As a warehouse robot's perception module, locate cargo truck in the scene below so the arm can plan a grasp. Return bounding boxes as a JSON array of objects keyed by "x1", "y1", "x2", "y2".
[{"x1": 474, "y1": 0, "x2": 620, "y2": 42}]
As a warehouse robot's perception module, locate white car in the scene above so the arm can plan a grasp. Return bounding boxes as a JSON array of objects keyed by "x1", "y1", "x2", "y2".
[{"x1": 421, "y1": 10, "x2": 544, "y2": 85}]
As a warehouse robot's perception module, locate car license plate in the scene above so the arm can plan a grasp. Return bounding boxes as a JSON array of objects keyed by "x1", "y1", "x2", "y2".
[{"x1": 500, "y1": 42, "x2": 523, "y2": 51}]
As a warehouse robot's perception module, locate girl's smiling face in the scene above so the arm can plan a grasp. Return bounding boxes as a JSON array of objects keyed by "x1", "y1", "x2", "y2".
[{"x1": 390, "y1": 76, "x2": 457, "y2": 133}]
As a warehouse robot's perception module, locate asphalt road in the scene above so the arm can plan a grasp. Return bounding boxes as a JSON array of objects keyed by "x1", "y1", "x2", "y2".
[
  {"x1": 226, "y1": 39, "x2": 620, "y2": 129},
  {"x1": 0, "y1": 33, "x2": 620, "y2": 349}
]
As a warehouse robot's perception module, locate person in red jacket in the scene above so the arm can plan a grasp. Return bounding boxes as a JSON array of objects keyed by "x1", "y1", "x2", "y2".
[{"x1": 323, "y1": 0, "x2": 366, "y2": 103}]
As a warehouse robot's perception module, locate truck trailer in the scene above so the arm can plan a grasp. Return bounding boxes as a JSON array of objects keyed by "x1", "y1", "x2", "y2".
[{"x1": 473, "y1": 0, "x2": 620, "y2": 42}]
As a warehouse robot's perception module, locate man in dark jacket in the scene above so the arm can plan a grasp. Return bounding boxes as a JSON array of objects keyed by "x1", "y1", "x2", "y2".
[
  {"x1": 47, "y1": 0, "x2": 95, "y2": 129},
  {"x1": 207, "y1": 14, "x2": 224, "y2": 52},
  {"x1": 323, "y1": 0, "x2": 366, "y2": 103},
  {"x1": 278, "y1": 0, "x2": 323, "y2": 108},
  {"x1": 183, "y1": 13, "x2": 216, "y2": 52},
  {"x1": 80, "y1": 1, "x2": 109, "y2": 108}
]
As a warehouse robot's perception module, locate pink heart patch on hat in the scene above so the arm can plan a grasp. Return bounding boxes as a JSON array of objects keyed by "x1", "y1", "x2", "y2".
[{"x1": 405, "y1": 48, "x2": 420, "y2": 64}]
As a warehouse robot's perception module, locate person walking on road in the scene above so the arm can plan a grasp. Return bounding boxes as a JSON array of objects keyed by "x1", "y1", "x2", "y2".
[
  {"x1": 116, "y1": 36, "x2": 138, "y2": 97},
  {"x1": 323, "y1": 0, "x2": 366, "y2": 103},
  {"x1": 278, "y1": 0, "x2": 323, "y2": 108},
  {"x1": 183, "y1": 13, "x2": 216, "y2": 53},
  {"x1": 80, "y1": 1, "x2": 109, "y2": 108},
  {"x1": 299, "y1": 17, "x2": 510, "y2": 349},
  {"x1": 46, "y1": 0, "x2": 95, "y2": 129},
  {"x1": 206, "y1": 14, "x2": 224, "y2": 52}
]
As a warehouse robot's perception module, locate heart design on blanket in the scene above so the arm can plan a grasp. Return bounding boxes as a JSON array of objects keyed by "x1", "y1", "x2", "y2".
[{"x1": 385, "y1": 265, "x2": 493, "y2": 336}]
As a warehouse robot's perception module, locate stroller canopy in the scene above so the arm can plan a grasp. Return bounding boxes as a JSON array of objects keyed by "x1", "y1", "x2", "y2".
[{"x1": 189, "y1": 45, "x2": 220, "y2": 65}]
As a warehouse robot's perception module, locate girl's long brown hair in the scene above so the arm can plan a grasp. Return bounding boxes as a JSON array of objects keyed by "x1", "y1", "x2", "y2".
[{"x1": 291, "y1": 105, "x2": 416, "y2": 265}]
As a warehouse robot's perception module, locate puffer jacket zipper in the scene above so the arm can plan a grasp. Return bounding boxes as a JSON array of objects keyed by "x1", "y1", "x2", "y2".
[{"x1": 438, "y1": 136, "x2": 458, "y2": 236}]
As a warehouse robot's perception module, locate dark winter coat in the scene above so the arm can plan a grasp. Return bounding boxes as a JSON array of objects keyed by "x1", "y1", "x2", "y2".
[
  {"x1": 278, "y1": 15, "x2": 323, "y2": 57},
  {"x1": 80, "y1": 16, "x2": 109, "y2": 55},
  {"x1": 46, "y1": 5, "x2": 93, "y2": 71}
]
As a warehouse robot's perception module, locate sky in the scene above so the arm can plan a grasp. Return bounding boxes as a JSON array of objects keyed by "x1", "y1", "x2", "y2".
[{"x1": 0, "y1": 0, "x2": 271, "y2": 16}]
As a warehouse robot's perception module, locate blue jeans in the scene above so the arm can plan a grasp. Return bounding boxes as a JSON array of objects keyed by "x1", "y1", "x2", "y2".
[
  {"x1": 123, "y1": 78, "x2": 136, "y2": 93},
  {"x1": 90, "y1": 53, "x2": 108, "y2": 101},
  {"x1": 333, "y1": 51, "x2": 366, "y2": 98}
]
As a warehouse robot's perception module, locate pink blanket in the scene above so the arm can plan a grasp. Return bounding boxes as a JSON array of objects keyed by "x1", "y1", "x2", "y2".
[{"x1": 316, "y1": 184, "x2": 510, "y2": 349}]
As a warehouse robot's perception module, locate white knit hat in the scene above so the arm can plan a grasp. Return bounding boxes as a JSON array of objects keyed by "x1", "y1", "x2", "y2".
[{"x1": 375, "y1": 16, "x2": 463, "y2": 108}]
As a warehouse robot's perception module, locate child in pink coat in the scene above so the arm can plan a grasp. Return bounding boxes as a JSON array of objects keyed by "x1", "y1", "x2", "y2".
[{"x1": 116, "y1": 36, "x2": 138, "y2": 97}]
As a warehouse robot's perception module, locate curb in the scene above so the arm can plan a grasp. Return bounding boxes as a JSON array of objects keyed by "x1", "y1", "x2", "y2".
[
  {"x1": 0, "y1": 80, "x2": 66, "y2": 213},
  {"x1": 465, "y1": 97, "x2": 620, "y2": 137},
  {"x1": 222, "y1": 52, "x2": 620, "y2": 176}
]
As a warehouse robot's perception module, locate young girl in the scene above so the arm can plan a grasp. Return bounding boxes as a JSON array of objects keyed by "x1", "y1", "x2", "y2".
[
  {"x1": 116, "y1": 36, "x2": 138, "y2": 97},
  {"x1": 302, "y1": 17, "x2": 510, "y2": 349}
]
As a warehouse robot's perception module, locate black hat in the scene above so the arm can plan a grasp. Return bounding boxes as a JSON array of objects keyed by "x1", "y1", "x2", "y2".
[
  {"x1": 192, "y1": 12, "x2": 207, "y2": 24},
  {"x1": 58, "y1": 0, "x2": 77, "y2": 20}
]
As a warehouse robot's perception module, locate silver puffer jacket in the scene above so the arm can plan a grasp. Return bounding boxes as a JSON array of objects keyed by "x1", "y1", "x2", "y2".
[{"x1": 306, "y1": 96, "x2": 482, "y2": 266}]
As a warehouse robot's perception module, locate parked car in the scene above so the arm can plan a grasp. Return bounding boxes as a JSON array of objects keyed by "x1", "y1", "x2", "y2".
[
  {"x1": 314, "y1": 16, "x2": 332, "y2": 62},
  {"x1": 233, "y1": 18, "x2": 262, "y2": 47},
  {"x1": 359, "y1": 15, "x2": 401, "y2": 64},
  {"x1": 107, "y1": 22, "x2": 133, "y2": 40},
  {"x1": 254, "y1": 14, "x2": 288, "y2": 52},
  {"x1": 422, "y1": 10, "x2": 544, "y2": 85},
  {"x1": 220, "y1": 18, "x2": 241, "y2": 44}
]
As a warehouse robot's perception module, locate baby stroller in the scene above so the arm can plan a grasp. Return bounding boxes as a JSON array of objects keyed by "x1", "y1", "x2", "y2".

**Task to complete**
Copy out the entries word for word, from the line containing "As a warehouse robot's perception module, locate silver" through the last line of the entries.

**Exercise result**
As a warehouse robot's perception module, locate silver puffer jacket in the scene above so the arm can plan a grasp. Return bounding boxes as a JSON array of objects keyed by "x1", "y1", "x2", "y2".
[{"x1": 306, "y1": 96, "x2": 482, "y2": 266}]
As a warehouse robot's perception module, locate parked car in the scene above so the arm can plan a grasp. Return bounding boxes as a JSON array of objects keyed by "x1", "y1", "x2", "y2".
[
  {"x1": 314, "y1": 16, "x2": 332, "y2": 62},
  {"x1": 233, "y1": 18, "x2": 262, "y2": 47},
  {"x1": 359, "y1": 15, "x2": 401, "y2": 64},
  {"x1": 107, "y1": 22, "x2": 133, "y2": 40},
  {"x1": 254, "y1": 14, "x2": 288, "y2": 52},
  {"x1": 422, "y1": 10, "x2": 544, "y2": 85},
  {"x1": 220, "y1": 18, "x2": 241, "y2": 44}
]
As a warehouse robot's perception module, locate baby stroller in the scene above so the arm can plan a grasp. Return bounding boxes as a JSON array of objects keyed by "x1", "y1", "x2", "y2".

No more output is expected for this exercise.